**Trecho selecionado**
Realmente divertido: Animação nas telas e em quem assiste 02/07/2015

Por Claudia Riolfi

A garota sucumbe porque não conseguiu fazer o luto da criança ideal que ela teria sido aos olhos do Outro. Insiste em persistir no lugar de “princesinha” que lhe foi atribuído por seus pais

Pete Docter, cineasta e pai, levou cinco anos para metabolizar as mudanças de humor de sua filha de 11 anos. Na ocasião, cinco anos atrás, pediu ajuda aos universitários. Iniciou uma pesquisa com neurologistas e psicólogos para entender o funcionamento do cérebro. Levou três anos para transformar os resultados dessa investigação em um roteiro simples o suficiente para ser entendido por pessoas de todas as idades. Conseguiu. Divertida Mente, o novo filme da Pixar (em cartaz), está sendo sucesso de bilheteria e de crítica. Como a animação de Docter nos interpreta?

**Lista de dados**
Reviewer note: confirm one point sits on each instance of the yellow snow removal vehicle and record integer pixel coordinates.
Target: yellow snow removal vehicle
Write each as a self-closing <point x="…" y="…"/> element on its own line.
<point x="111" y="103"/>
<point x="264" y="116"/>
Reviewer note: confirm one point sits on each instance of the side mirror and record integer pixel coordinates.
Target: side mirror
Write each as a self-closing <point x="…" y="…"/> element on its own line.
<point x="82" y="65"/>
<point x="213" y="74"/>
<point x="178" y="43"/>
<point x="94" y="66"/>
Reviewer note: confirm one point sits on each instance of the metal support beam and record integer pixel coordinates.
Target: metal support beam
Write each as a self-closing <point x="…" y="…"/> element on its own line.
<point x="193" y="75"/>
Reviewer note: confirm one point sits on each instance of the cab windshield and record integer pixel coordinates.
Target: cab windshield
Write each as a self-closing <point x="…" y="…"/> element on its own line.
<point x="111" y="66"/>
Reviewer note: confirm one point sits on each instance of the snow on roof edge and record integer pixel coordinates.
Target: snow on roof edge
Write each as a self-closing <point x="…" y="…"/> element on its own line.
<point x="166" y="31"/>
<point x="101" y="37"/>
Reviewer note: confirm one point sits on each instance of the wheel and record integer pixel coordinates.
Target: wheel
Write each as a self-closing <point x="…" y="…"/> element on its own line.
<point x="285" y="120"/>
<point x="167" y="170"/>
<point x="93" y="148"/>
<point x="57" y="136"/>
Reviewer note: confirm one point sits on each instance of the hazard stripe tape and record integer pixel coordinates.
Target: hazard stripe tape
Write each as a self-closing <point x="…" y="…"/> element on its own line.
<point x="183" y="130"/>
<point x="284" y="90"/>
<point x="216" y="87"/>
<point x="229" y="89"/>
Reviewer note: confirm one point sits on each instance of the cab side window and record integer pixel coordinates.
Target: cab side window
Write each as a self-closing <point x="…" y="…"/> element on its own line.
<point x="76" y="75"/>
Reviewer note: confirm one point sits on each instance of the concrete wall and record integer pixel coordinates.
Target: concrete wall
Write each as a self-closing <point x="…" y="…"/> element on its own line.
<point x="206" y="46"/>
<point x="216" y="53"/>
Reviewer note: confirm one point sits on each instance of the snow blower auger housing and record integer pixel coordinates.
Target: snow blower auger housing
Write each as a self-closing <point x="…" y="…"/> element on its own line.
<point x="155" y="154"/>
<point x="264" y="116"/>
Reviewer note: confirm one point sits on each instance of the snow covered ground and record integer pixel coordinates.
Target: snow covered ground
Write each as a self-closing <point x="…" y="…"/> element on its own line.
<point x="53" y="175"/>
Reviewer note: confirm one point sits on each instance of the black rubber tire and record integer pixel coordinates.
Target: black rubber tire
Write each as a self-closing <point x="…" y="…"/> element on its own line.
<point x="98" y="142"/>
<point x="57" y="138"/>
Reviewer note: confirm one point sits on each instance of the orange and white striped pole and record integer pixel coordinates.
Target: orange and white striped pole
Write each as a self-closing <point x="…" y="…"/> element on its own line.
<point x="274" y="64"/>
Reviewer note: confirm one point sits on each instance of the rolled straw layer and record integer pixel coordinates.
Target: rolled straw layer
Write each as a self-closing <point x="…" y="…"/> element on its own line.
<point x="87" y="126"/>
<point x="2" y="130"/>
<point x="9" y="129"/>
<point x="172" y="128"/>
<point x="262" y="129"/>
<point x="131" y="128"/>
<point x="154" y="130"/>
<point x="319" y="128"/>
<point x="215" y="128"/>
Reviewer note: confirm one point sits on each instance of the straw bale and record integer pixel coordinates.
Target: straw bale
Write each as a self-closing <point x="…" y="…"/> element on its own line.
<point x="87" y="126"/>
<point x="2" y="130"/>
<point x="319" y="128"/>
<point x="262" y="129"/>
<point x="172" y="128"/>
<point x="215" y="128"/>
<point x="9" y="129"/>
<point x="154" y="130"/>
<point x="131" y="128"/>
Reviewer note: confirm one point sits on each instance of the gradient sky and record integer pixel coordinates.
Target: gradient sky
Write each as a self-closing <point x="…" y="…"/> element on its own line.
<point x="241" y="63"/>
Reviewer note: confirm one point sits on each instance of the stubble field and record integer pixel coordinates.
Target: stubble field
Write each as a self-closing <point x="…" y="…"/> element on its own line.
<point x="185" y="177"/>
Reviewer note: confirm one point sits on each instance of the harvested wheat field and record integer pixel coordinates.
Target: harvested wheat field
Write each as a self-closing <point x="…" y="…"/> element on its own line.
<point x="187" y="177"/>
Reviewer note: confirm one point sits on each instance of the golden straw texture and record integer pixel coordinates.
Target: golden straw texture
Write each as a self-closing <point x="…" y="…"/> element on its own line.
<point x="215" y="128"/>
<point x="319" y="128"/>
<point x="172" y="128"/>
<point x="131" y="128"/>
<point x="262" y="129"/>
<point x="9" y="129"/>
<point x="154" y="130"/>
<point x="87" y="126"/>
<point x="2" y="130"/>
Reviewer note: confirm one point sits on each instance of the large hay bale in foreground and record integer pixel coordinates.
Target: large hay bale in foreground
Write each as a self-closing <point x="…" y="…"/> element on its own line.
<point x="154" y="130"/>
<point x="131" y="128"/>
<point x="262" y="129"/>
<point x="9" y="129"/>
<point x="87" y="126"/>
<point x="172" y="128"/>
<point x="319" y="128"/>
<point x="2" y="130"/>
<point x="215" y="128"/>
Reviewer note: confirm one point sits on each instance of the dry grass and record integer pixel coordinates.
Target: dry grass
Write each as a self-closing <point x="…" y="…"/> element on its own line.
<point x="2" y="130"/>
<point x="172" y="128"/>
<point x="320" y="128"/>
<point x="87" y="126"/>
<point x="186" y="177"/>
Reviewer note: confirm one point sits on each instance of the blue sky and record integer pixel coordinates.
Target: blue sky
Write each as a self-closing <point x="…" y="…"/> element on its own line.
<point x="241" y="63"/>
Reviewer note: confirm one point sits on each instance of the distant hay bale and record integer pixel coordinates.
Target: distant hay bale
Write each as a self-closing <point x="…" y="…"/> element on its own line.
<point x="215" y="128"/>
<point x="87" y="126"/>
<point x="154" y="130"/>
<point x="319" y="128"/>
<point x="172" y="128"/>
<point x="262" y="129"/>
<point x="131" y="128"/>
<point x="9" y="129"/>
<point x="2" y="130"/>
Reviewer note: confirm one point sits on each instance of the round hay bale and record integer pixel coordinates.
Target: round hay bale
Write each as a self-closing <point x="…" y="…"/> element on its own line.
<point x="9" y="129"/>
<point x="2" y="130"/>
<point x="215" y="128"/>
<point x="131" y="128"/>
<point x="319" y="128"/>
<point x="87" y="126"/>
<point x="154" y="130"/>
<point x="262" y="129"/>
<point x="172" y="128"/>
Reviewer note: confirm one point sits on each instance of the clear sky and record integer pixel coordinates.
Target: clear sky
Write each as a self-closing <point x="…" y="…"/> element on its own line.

**Lista de tarefas**
A: Reescreva de forma mais curta o parágrafo do trecho selecionado que começa com "Pete Docter, cineasta e pai", mantendo os fatos principais.
B: Retome o trecho selecionado sobre o filme Divertida Mente e dê continuidade a ele a partir da última frase.

**Respostas em ordem**
A: Pete Docter, cineasta e pai, quis entender as mudanças de humor da filha de 11 anos. Há cinco anos, iniciou uma pesquisa com neurologistas e psicólogos sobre o funcionamento do cérebro. Levou três anos para transformar os resultados em um roteiro simples, compreensível para todas as idades. O resultado é Divertida Mente, novo filme da Pixar em cartaz, que faz sucesso de bilheteria e de crítica.

B:
Pete está muito além do raciocínio causalista que costuma marcar filmes que se querem psicológicos. Sabe que o ser humano não é resultado direto do que viveu. Mostra que, para nós, o que conta é a interpretação dada por cada um ao vivido. Os eventos do dia a dia da criança estão lá, mas funcionam como uma espécie de cenário para o que realmente interessa: as emoções da menina.

O pano de fundo é simples. Provavelmente por um revés financeiro, um casal é obrigado a mudar de cidade com sua filha de 11 anos. Não tem o cuidado de discutir com ela a situação e, por esse motivo, a menina é surpreendida com uma casa pior e com a perda de seus prazeres infantis. Enraivecida, tenta fugir de casa para voltar para sua cidade de origem. Durante o processo de planejamento da fuga, a depressão se instala e ela perde o acesso à libido. Quando está dentro do ônibus, se dá conta da temeridade de seu comportamento e volta para casa. E só.

O fascinante, entretanto, não está nessa camada da narrativa, mas, sim, no que se passa dentro da mente da garota. Nessa vertente da história, acompanhamos o desenvolvimento do cérebro de uma criança desde o nascimento até a puberdade. É aí que podemos aprender importantes lições.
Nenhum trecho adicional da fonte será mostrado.